Material provided -
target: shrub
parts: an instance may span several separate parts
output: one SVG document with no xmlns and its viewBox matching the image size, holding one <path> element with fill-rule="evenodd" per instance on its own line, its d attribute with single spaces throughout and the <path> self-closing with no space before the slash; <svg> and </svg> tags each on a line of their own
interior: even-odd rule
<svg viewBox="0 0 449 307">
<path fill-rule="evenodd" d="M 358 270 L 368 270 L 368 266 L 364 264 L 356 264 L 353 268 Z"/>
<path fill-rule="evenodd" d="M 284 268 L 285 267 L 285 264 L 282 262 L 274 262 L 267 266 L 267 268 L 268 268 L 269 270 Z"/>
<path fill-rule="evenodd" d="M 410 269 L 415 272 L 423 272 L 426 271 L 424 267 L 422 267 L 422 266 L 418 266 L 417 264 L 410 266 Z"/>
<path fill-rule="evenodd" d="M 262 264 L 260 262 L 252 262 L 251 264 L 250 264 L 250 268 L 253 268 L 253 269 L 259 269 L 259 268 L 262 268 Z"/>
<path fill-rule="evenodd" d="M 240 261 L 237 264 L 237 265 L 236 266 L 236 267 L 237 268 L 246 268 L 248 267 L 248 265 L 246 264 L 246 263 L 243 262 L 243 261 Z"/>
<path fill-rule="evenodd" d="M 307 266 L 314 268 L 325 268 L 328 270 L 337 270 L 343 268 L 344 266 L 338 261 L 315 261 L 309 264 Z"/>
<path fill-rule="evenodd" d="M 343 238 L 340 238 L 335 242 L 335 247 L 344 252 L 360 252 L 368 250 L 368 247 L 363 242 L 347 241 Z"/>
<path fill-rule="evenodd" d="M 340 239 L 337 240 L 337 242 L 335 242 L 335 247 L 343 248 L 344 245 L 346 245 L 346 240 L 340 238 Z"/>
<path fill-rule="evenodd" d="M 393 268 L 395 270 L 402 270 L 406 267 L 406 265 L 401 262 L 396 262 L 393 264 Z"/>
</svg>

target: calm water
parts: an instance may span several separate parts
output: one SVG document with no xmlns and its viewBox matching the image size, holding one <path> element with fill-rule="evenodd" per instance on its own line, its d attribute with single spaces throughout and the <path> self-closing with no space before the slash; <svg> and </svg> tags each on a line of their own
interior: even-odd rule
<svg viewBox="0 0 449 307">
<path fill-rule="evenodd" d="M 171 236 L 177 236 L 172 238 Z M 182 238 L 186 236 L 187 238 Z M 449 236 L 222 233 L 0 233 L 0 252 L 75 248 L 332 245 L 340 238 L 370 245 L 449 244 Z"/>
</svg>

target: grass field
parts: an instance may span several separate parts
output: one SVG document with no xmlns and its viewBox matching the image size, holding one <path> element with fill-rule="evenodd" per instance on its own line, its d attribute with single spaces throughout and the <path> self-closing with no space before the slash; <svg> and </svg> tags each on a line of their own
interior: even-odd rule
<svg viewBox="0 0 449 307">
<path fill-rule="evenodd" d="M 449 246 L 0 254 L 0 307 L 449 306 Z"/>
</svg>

Challenge - Rewrite all the records, replacing "target" with "category" and changing nothing else.

Correct response -
category: shrub
parts: an instance may span several separate parts
output: one SVG document with no xmlns and its viewBox matching the image size, holding one <path> element with fill-rule="evenodd" per instance on its own line, its d attribute with single spaces throughout and the <path> self-closing with no space before the slash; <svg> and </svg> tags each on a line of their own
interior: even-odd rule
<svg viewBox="0 0 449 307">
<path fill-rule="evenodd" d="M 358 270 L 368 270 L 368 266 L 364 264 L 356 264 L 353 268 Z"/>
<path fill-rule="evenodd" d="M 284 268 L 285 267 L 285 264 L 282 262 L 274 262 L 267 266 L 267 268 L 268 268 L 269 270 Z"/>
<path fill-rule="evenodd" d="M 410 269 L 415 272 L 423 272 L 426 271 L 424 267 L 422 267 L 422 266 L 418 266 L 417 264 L 410 266 Z"/>
<path fill-rule="evenodd" d="M 262 264 L 260 262 L 252 262 L 251 264 L 250 264 L 250 268 L 253 268 L 253 269 L 259 269 L 259 268 L 262 268 Z"/>
<path fill-rule="evenodd" d="M 240 261 L 237 264 L 237 265 L 236 266 L 236 267 L 237 268 L 246 268 L 248 267 L 248 265 L 246 264 L 246 263 L 243 262 L 243 261 Z"/>
<path fill-rule="evenodd" d="M 307 266 L 314 268 L 325 268 L 328 270 L 337 270 L 343 268 L 344 266 L 338 261 L 315 261 L 309 264 Z"/>
<path fill-rule="evenodd" d="M 343 238 L 340 238 L 335 242 L 335 247 L 344 252 L 360 252 L 368 250 L 368 247 L 363 242 L 347 241 Z"/>
<path fill-rule="evenodd" d="M 340 239 L 337 240 L 337 242 L 335 242 L 335 247 L 343 248 L 344 245 L 346 245 L 346 240 L 340 238 Z"/>
<path fill-rule="evenodd" d="M 393 268 L 395 270 L 402 270 L 406 267 L 406 265 L 401 262 L 396 262 L 393 264 Z"/>
</svg>

category: calm water
parts: an instance may span several separate parts
output: one SVG document with no xmlns and its viewBox matching the image size, holding one <path> element with fill-rule="evenodd" per instance on its own line, its d attribute with single spaces throughout and the <path> self-closing with no space before the slash; <svg> and </svg> tags each on a line of their own
interior: even-odd rule
<svg viewBox="0 0 449 307">
<path fill-rule="evenodd" d="M 171 236 L 177 236 L 172 238 Z M 182 238 L 186 236 L 187 238 Z M 449 236 L 222 233 L 0 233 L 0 252 L 75 248 L 332 245 L 340 238 L 370 245 L 449 244 Z"/>
</svg>

category: grass field
parts: an instance may span several separate parts
output: one SVG document with no xmlns and its viewBox matching the image size, holding one <path> element with fill-rule="evenodd" per instance on its own line, its d attribute with single spaces throughout and the <path> self-closing with no space before the slash; <svg> and </svg> tags each on a line of their own
interior: even-odd rule
<svg viewBox="0 0 449 307">
<path fill-rule="evenodd" d="M 449 246 L 0 254 L 0 307 L 449 306 Z"/>
</svg>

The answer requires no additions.